**SUPPLIED PASSAGE**:
BEGIN
Composite perovskite film boosts solar cell efficiency

April 10, 2018 // By Nick Flaherty
Researchers in Canada have developed a composite thin film made of two different inorganic oxide materials that significantly improves the performance of solar cells.

A joint team of researchers led by Professor Federico Rosei at the Institut national de la recherche scientifique (INRS), and Dr. Riad Nechache from École de technologie supérieure (ÉTS), both in Montreal, Canada, have shown a cell where the open-circuit voltage and short-circuit photocurrent istunable by varying the electrical resistance of the device, which in turn is controlled by externally applying voltage pulses. This provides an alternative way of achieving highly stable, high-efficiency conversion.
END
(Data items)
BEGIN
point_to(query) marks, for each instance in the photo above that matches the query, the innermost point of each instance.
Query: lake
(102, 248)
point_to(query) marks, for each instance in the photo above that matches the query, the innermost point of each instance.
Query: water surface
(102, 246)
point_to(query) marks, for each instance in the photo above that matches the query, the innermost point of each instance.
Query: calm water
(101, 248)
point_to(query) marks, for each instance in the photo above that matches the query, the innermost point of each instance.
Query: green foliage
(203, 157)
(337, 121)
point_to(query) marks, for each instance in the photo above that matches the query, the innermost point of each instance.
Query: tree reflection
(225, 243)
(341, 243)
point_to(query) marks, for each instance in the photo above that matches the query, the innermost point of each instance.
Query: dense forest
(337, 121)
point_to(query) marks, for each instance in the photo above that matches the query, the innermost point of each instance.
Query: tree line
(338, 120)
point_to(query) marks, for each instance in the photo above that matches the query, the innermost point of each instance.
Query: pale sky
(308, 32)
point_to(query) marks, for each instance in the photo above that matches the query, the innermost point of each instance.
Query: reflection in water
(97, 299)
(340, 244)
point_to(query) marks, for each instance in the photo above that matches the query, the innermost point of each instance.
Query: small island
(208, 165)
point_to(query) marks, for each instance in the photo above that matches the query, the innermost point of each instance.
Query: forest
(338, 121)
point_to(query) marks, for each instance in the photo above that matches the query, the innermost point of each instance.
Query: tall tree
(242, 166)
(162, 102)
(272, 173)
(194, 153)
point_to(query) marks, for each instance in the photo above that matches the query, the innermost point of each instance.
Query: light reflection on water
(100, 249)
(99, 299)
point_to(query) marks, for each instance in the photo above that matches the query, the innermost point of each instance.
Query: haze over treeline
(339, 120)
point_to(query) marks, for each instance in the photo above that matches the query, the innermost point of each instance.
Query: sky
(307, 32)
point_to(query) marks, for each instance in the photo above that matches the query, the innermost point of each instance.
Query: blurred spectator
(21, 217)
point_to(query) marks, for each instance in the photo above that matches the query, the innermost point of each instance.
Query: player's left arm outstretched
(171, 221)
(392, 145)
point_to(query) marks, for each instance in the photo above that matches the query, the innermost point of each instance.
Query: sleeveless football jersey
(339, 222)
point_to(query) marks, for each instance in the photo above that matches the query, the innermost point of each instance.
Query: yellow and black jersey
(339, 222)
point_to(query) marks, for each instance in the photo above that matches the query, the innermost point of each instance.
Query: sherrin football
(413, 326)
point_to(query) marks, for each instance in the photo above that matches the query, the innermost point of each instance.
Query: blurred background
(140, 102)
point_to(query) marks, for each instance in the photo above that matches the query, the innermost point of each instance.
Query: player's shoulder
END
**PROBLEM SET**:
1 > Decide whether each statement agrees with the article on the composite perovskite film. Answer yes or no for each, and quote the deciding words from the article.
(a) The composite thin film is made of two different inorganic oxide materials.
(b) The device's electrical resistance is controlled by externally applying voltage pulses.
(c) The researchers who showed the cell are based in Toronto.
2 > List every person named in the composite perovskite film article.
3 > Resume the article on the composite perovskite film from its last sentence.

**ANSWERS BY ITEM**:
1 >
(a) Yes: "a composite thin film made of two different inorganic oxide materials"
(b) Yes: "which in turn is controlled by externally applying voltage pulses"
(c) No: "both in Montreal, Canada"

2 > Nick Flaherty, Federico Rosei, Riad Nechache

3 >
The 110nm think film combines two different crystal phases comprising the atomic elements bismuth, manganese, and oxygen which absorbs a broader portion of the solar spectrum compared to the wavelengths absorbed in the thin films made of the two individual materials, improving the efficiency.

It is the interfaces, the grain boundaries, between the BiMnO 3 and BiMn 2O5 crystal phases that play a crucial role in converting more sunlight into electricity rther than the grains themselves. This provides a power conversion efficiency of up to 4.2%, which is a record value for this class of materials, although other organic perovskites tandem cells have shown 26% efficiency.